SET OF TASKS:
1. In the court judgment excerpt, where did the defendant himself place the point of impact?
2. Reproduce the part of the court judgment excerpt starting at "On the other" and ending at "the accident occurred.".
3. Pick up the court judgment excerpt about the cross-roads collision and continue it from its last sentence.

SOURCE DOCUMENT:
++++++
On the other hand, the version of the defendant was that whilst he was driving his motor car from west to east, when he reached the cross-roads from the side-road, he did not halt because he did not notice that there was a sign or a halt line. As he was approaching the cross-roads, he slowed down and proceeded looking right and left. Because he did not see any motor vehicle on the road, he proceeded slowly across the road intending to stop at a co-operative shop which was after the cross-roads. When he was at the junction he noticed a van parked on his left-hand side about 15’–20’ from the cross-road. Whilst he was still looking to his right-hand side of the road, he heard a knock on the left mudguard of his car and the accident occurred.

The trial Court, after weighing the two versions, accepted the version of the plaintiff and rejected that of the defendant and gave reasons for doing so. The Court found that [*72] the defendant was entirely to blame for this accident and had this to say :—

“We are satisfied that the defendant—apart from not halting—emerged into the main road without having a proper look out ; this is abundantly clear from his own evidence. It is afortiori so if we bear mind the fact that the defendant himself placed the point of impact 11’ after the halt line within Georghiou Fasoulioti Str.”
++++++
DATA SHOWN:

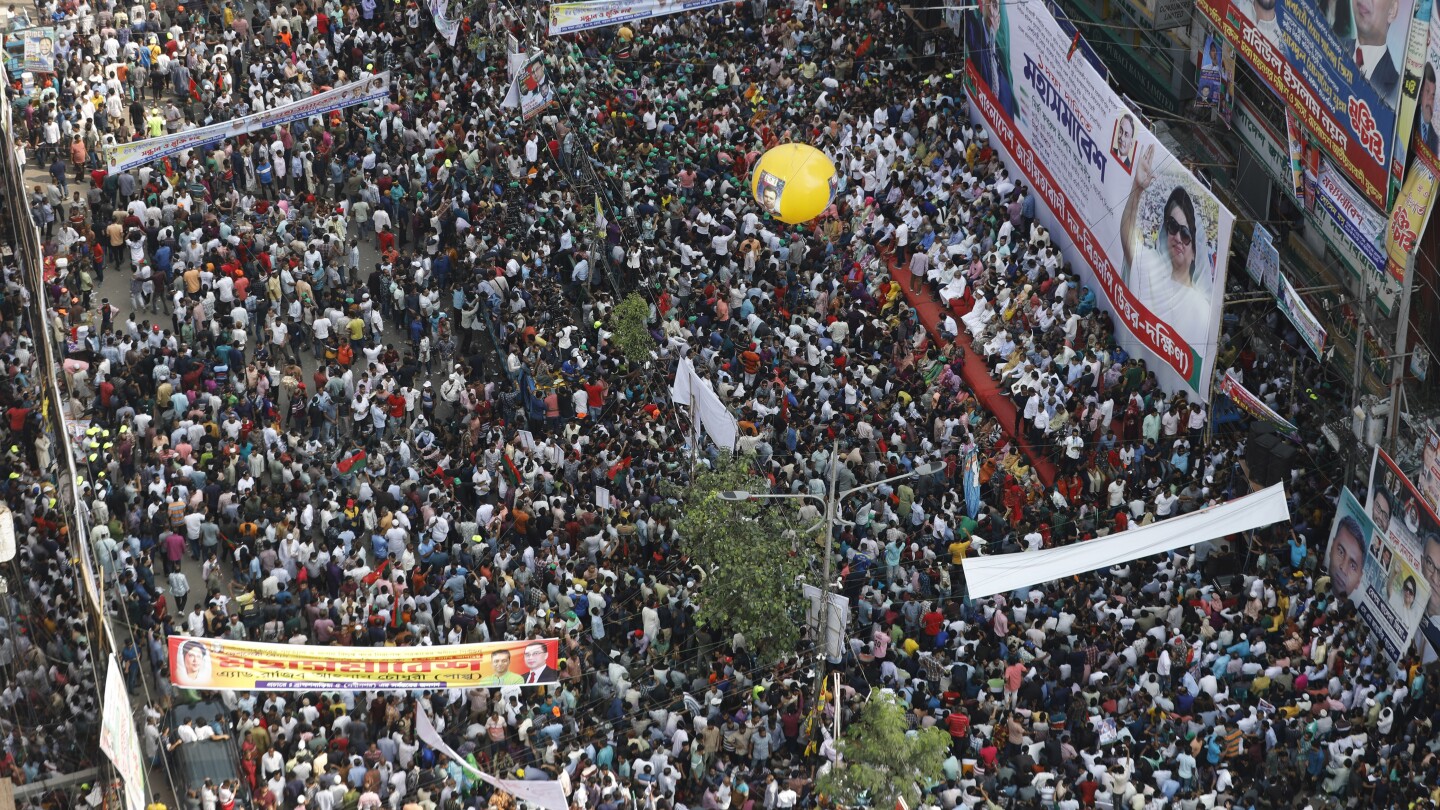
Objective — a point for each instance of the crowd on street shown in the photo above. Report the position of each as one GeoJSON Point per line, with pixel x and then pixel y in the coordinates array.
{"type": "Point", "coordinates": [353, 381]}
++++++
RESPONSES FOR EACH TASK:
1. 11’ after the halt line within Georghiou Fasoulioti Str.

2.
On the other hand, the version of the defendant was that whilst he was driving his motor car from west to east, when he reached the cross-roads from the side-road, he did not halt because he did not notice that there was a sign or a halt line. As he was approaching the cross-roads, he slowed down and proceeded looking right and left. Because he did not see any motor vehicle on the road, he proceeded slowly across the road intending to stop at a co-operative shop which was after the cross-roads. When he was at the junction he noticed a van parked on his left-hand side about 15’–20’ from the cross-road. Whilst he was still looking to his right-hand side of the road, he heard a knock on the left mudguard of his car and the accident occurred.

3.
Regarding the first complaint of counsel for the appellant we think we ought to state that the basis of assessment as to apportionment is that the proper apportionment is determined by the facts of each case. (Stapley v. Gypsum Mines Ltd. [1953] 2 All E.R. 478 at p. 486 per Lord Reid). When, therefore, it is necessary for a Court to ascribe the liability for the damage on the evidence before it, in proportion to more than one person, it is well-established that regard must be had not only to the causative potency of the acts or omissions of each of the parties, but to their relative blameworthiness.

In the Miraflores and the Abadesa case [1967] 1 All E.R. 672, Lord Pearce said at pp. 677–678:—

“....but the investigation is concerned with ‘fault’ which includes blameworthiness as well as causation ; and no true apportionment can be reached unless both those factors are borne in mind.”

It appears further that the two elements of causative potency and blameworthiness, being the relative factors regarding the apportionment of liability, were first adverted to by Denning, L.J. in Davies v. Swan Motor Co. Ltd. [1949] 1 All E.R. 620.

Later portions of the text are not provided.